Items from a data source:
+---+
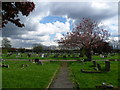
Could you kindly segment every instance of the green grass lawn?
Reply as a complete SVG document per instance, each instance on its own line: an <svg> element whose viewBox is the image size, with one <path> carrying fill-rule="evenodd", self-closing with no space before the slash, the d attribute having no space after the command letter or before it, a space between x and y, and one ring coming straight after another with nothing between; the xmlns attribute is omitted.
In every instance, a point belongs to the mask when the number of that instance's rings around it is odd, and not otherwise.
<svg viewBox="0 0 120 90"><path fill-rule="evenodd" d="M97 61L100 63L102 69L105 65L103 61ZM105 73L82 73L80 69L91 70L93 67L91 62L79 63L73 62L69 63L69 69L71 70L71 78L74 82L78 83L80 88L95 88L97 85L101 85L103 82L107 84L112 84L114 87L118 87L118 61L111 61L111 70L110 72Z"/></svg>
<svg viewBox="0 0 120 90"><path fill-rule="evenodd" d="M42 58L42 57L36 57L35 54L33 54L31 57L27 57L27 54L24 54L24 53L22 54L22 57L16 57L16 54L11 55L10 57L6 57L6 55L7 54L2 55L2 58L3 59L36 59L36 58L38 58L38 59L41 59L41 60L81 60L81 59L86 59L87 58L85 56L74 58L74 57L72 57L72 55L70 57L67 56L66 58L63 58L61 56L59 56L58 58L54 58L53 57L54 55ZM76 56L78 56L78 55L76 55ZM106 57L106 58L101 58L100 56L93 55L92 58L93 58L93 60L119 59L120 55L119 54L115 54L113 56L108 55L108 57Z"/></svg>
<svg viewBox="0 0 120 90"><path fill-rule="evenodd" d="M2 68L3 88L46 88L59 63L44 62L43 65L28 61L5 61L10 68ZM22 64L28 67L22 68Z"/></svg>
+---+
# EXERCISE AIM
Please turn the material, starting at its beginning and ending at the line that contains "61L100 63L102 69L105", into a JSON list of strings with one string per line, omitting blank lines. Leave the pictures out of the answer.

# ANSWER BELOW
[
  "Could you kindly segment every instance of the green grass lawn?",
  "Reply as a complete SVG document per instance, each instance on its own line: an <svg> element whose viewBox is the image size, with one <path> carrying fill-rule=\"evenodd\", self-closing with no space before the slash, the d attribute having no space after the command letter or before it, a space between x and y, and one ring coming straight after another with nothing between; the xmlns attribute is omitted.",
  "In every instance, a point belongs to the mask when the number of that instance's rings around it is odd, and not otherwise.",
  "<svg viewBox=\"0 0 120 90\"><path fill-rule=\"evenodd\" d=\"M97 61L100 63L102 69L105 65L103 61ZM105 73L82 73L80 69L91 70L93 67L91 62L79 63L73 62L69 63L69 69L71 70L71 78L74 82L78 83L80 88L95 88L97 85L101 85L103 82L107 84L112 84L114 87L118 87L118 61L111 61L111 70L110 72Z\"/></svg>"
]